(Natural language region descriptions)
:::

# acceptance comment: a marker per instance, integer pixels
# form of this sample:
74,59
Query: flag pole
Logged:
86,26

:::

# Problem to solve
Exactly as they appear above, return all of the records.

# Response below
# acceptance comment: a marker per instance, integer pixels
# form of this sample:
74,59
Query: flag pole
Logged:
86,26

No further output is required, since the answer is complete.